■ Required work:
a. In the xen-netback patch thread, what page granularity does the PV network protocol use?
b. Please pick up the xen-netback patch thread after its last line and carry it forward.

[start Document extract]

[Xen-devel] [RFC 21/23] net/xen-netback: Make it running on 64KB page granularity

Fri May 15 05:35:42 PDT 2015

Hi Wei,

Thanks you for the review.

On 15/05/15 03:35, Wei Liu wrote:
> On Thu, May 14, 2015 at 06:01:01PM +0100, Julien Grall wrote:
>> The PV network protocol is using 4KB page granularity. The goal of this
>> patch is to allow a Linux using 64KB page granularity working as a
>> network backend on a non-modified Xen.
>>
>> It's only necessary to adapt the ring size and break skb data in small
>> chunk of 4KB. The rest of the code is relying on the grant table code.
>>
>> Although only simple workload is working (dhcp request, ping). If I try
>> to use wget in the guest, it will stall until a tcpdump is started on
>> the vif interface in DOM0. I wasn't able to find why.
>>
> 
> I think in wget workload you're more likely to break down 64K pages to
> 4K pages. Some of your calculation of mfn, offset might be wrong.

If so, why tcpdump on the vif interface would make wget suddenly
working? Does it make netback use a different path?

>> I have not modified XEN_NETBK_RX_SLOTS_MAX because I wasn't sure what
>> it's used for (I have limited knowledge on the network driver).
>>
> 
> This is the maximum slots a guest packet can use. AIUI the protocol
> still works on 4K granularity (you break 64K page to a bunch of 4K
> pages), you don't need to change this.

1 slot = 1 grant right? If so, XEN_NETBK_RX_SLOTS_MAX is based on the
number of Linux page. So we would have to get the number for Xen page.

Although, I gave a try to multiple by XEN_PFN_PER_PAGE (4KB/64KB = 16)
but it get stuck in the loop.

>> ---
>>  drivers/net/xen-netback/common.h  |  7 ++++---
>>  drivers/net/xen-netback/netback.c | 27 ++++++++++++++-------------
>>  2 files changed, 18 insertions(+), 16 deletions(-)

[end Document extract]
[start Supplied records]

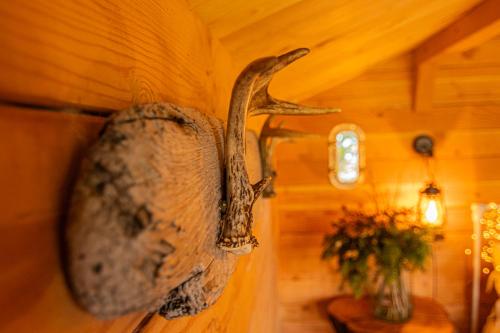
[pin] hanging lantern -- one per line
(431, 209)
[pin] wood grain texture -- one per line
(111, 55)
(345, 37)
(473, 29)
(427, 317)
(132, 221)
(38, 170)
(464, 121)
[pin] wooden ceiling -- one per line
(346, 37)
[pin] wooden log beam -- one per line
(476, 27)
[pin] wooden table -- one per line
(350, 315)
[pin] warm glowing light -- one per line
(431, 212)
(431, 207)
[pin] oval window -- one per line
(346, 155)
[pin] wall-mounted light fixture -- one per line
(431, 209)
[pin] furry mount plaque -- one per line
(163, 203)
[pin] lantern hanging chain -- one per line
(430, 167)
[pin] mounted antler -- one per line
(250, 96)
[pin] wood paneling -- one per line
(109, 55)
(101, 56)
(346, 37)
(40, 155)
(465, 123)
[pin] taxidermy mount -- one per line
(163, 203)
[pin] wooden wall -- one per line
(465, 122)
(66, 65)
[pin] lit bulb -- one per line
(431, 212)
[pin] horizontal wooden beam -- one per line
(110, 56)
(479, 25)
(476, 27)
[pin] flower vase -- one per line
(392, 300)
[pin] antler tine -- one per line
(287, 134)
(263, 103)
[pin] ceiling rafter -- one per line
(477, 26)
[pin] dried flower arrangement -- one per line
(393, 240)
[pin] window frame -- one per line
(332, 155)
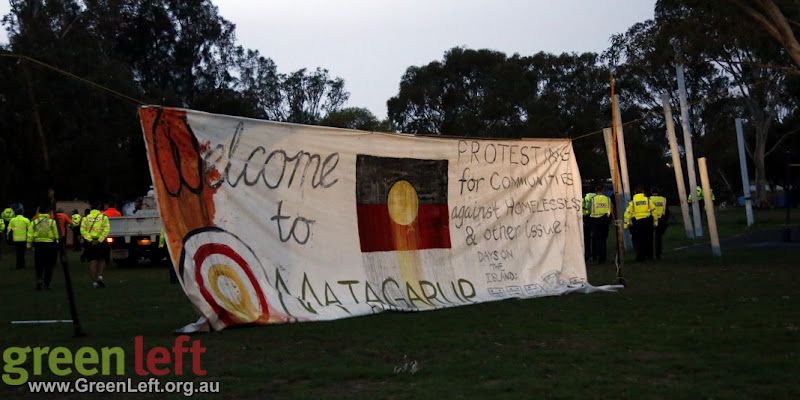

[end Supplied records]

■ Responses in order:
a. 4KB page granularity.

b.
>>
>> diff --git a/drivers/net/xen-netback/common.h b/drivers/net/xen-netback/common.h
>> index 8a495b3..0eda6e9 100644
>> --- a/drivers/net/xen-netback/common.h
>> +++ b/drivers/net/xen-netback/common.h
>> @@ -44,6 +44,7 @@
>>  #include <xen/interface/grant_table.h>
>>  #include <xen/grant_table.h>
>>  #include <xen/xenbus.h>
>> +#include <xen/page.h>
>>  #include <linux/debugfs.h>
>>  
>>  typedef unsigned int pending_ring_idx_t;
>> @@ -64,8 +65,8 @@ struct pending_tx_info {
>>  	struct ubuf_info callback_struct;
>>  };
>>  
>> -#define XEN_NETIF_TX_RING_SIZE __CONST_RING_SIZE(xen_netif_tx, PAGE_SIZE)
>> -#define XEN_NETIF_RX_RING_SIZE __CONST_RING_SIZE(xen_netif_rx, PAGE_SIZE)
>> +#define XEN_NETIF_TX_RING_SIZE __CONST_RING_SIZE(xen_netif_tx, XEN_PAGE_SIZE)
>> +#define XEN_NETIF_RX_RING_SIZE __CONST_RING_SIZE(xen_netif_rx, XEN_PAGE_SIZE)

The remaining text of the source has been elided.